Required action
Could you print every record exactly as it stands?

Data in this exercise
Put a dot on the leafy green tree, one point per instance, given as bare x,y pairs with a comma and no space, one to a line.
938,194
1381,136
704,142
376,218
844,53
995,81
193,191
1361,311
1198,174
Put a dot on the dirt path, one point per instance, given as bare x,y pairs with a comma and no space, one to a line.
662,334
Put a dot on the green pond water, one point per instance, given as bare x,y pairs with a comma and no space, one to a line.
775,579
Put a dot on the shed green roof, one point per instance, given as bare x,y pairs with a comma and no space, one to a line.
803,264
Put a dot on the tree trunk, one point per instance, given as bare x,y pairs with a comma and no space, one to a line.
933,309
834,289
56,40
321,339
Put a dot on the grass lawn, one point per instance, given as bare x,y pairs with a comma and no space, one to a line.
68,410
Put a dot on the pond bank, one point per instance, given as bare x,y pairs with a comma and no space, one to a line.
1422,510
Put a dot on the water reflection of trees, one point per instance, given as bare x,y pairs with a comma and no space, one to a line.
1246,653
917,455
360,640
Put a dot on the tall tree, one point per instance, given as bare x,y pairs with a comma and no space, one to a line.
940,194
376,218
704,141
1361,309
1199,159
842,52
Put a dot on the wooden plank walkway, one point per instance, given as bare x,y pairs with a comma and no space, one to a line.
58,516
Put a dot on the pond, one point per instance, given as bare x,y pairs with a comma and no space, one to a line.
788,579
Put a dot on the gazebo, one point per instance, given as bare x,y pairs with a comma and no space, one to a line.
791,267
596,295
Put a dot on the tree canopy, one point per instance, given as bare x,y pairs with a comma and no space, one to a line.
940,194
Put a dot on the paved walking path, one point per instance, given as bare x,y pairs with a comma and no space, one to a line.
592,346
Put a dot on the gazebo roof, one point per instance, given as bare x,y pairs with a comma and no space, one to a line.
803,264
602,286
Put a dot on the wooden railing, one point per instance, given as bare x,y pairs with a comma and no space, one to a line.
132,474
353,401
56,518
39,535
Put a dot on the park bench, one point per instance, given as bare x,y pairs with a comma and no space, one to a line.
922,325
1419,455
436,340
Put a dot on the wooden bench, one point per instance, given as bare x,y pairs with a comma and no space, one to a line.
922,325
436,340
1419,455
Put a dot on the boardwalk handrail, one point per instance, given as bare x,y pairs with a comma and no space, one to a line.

Exercise answer
Put a dot on the leafy green tree, one point per instance, given as bare x,y pairs with a comma and no space, one to a line.
938,194
1381,136
704,142
376,218
844,53
995,81
193,191
1361,311
1198,174
Put a dot on the dirt path, one point per instance, given as bare x,y pairs with a comma and no space, one to a line.
662,334
Put a dot on the green pond water, one point per instance, given as bare x,y pairs with a comma and no space, one to a line.
775,579
Put a dot on the shed green roof, one point per instance, given as bare x,y pairs with a comma and no space, one to a line.
803,264
Put a dot on the tree trunk, one point per instance, given as bare x,y pairs with a comma and no space, one to a line.
933,309
834,289
56,40
321,339
Put a dot on the grass lawn, one point per instance, given as bare x,y pairs with a comma and no space, one to a line.
68,410
Put a dot on the pond bank, one point per instance, given as bare x,y pairs with a comma and no space, one to a line.
1422,510
Put a dot on the water reflection of trees, one point per instance, given as bare x,y pairs with a comma and no space, one to a line.
1246,653
917,455
360,640
Put a dot on the tall tree, one point per instance, given as bare x,y pairs with a comma and no space, one to a line.
940,194
376,218
704,141
1361,309
1199,159
842,52
Put a dot on the wooden plank walkway, one point per instance, given as bare x,y pairs with a comma and no space, one to a line.
58,516
Put a dot on the pond, one point per instance, given as bare x,y pairs with a comma and no space, one to a line.
788,579
Put a dot on the gazebo, one point per instance, given as bare x,y pairs with a comma and no space, one to a line.
791,267
596,295
Put a dot on the tree canopy, one point per instance, given as bare x,y pairs with a comma and no space, one to a line.
940,194
Put a dot on the paved walking path, one point per instance, given as bare x,y pairs with a comma and no space, one to a line.
592,346
Put a dot on the gazebo roof, one point per instance, given as bare x,y pairs with a comma and no space, one to a line.
803,264
602,286
Put a dot on the wooden railing, one point per instance, given as bare x,y pairs with a comma and no space, one to a line.
132,474
353,401
56,518
39,535
Put a dot on the park bench, one point per instance, given as bare x,y pairs with a comma and no space, one to a line.
922,325
1419,455
436,340
Put a dot on the wooden bench, one point per instance, given as bare x,y pairs with a comma and no space, one to a line.
922,325
436,340
1419,455
Put a dot on the boardwalk handrail, one point per instance, given as bare x,y pairs with a comma and no space, one to a line.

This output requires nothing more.